Items listed in the dataset
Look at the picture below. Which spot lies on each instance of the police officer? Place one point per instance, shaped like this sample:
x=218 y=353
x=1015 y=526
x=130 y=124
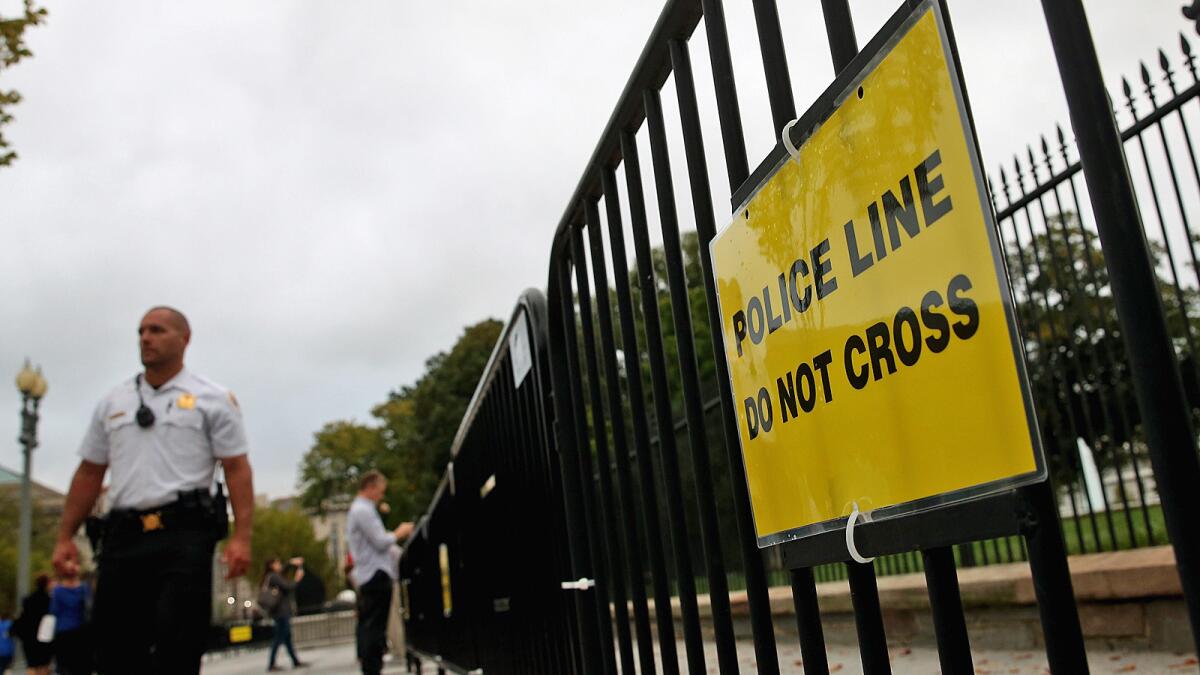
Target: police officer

- THE PROBLEM:
Can you write out every line of the listing above word for word, leaving the picture out?

- THE COMPLETED TASK:
Look at the picture below. Which spot lies on each instance of the police officer? Place one point per instance, shaped like this sample:
x=218 y=353
x=1015 y=526
x=130 y=124
Target: police officer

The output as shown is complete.